╭─ Given information
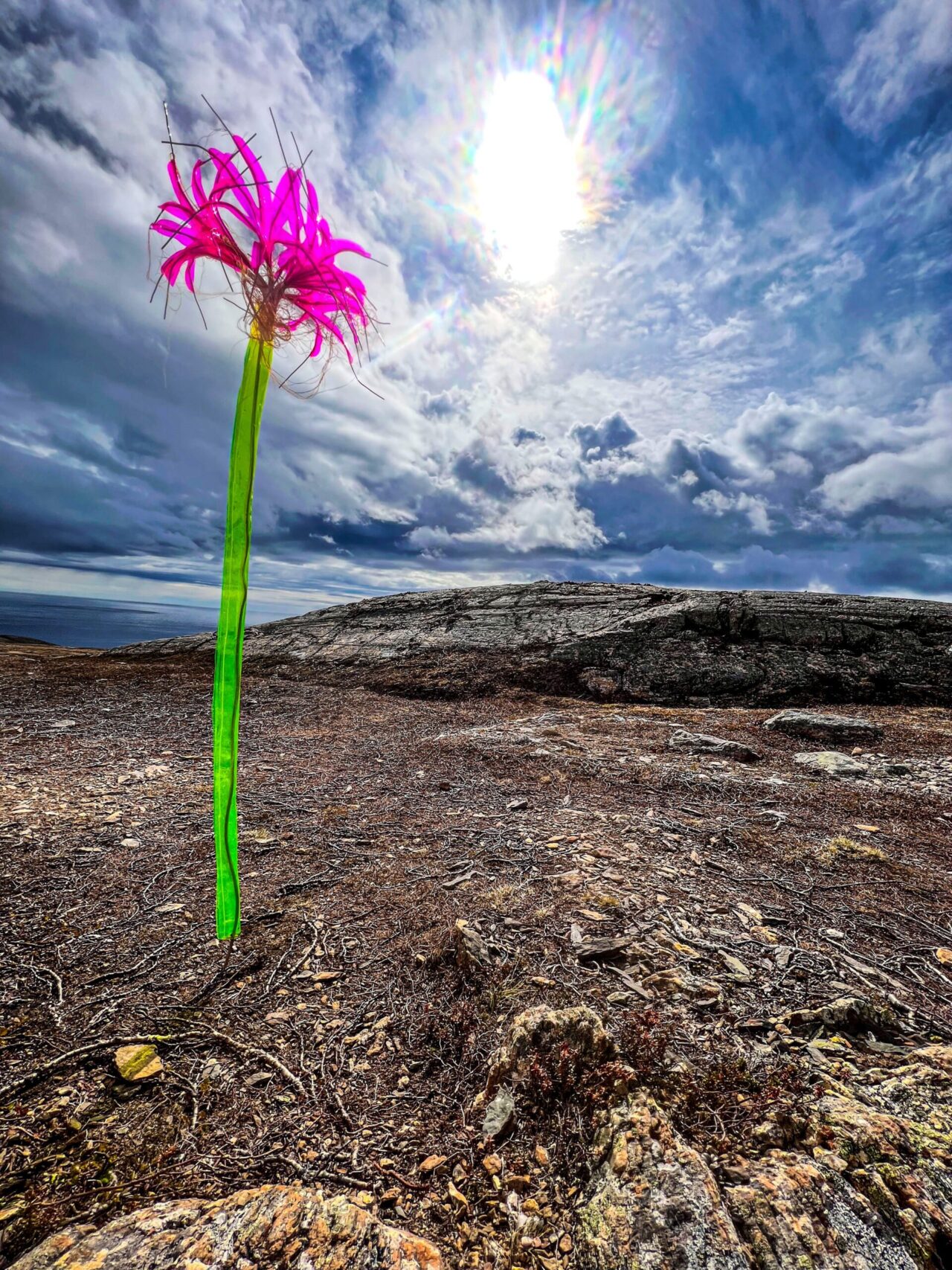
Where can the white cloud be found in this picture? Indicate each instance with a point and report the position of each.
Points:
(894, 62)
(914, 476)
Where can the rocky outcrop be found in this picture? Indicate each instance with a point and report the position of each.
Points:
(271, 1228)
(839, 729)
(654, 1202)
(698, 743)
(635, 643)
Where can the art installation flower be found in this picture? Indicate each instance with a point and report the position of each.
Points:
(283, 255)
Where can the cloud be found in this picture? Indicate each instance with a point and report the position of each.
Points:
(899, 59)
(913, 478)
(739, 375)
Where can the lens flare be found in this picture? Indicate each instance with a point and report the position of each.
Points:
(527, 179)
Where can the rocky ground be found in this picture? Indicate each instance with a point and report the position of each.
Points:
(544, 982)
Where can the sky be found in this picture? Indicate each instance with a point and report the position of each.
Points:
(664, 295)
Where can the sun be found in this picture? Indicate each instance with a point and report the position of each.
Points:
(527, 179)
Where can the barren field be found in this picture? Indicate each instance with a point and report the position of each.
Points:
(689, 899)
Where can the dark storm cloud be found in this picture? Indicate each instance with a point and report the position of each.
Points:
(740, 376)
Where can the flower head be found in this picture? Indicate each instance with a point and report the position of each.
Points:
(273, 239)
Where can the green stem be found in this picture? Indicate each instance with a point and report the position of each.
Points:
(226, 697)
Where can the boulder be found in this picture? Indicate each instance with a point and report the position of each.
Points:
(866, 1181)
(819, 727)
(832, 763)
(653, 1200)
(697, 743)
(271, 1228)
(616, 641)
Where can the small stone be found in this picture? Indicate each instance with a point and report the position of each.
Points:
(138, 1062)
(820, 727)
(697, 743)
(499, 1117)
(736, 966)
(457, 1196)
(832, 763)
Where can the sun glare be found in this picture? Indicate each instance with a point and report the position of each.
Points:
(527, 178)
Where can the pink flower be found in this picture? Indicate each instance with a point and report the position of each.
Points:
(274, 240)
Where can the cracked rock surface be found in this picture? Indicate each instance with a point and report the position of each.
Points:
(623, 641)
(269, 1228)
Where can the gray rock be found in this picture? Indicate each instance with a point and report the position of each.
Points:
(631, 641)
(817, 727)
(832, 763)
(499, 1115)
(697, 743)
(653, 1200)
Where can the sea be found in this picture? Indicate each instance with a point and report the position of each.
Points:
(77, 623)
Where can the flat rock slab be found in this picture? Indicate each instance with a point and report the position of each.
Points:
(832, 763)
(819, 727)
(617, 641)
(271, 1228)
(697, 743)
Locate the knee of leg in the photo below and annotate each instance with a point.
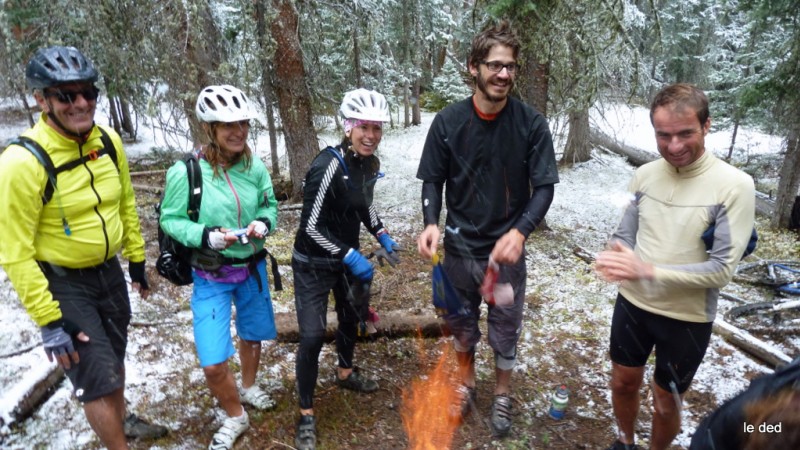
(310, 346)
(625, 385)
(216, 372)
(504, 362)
╰─
Requirement: Search the entries above for the string "rocky". Copy each line in which it appears.

Solution for this exercise:
Where can the rocky outcrop be found in this picture? Indicate each instance with a point and report the position of each.
Where can the rocky ground be found in this picture? Indicate each instance with a point and report the position of each.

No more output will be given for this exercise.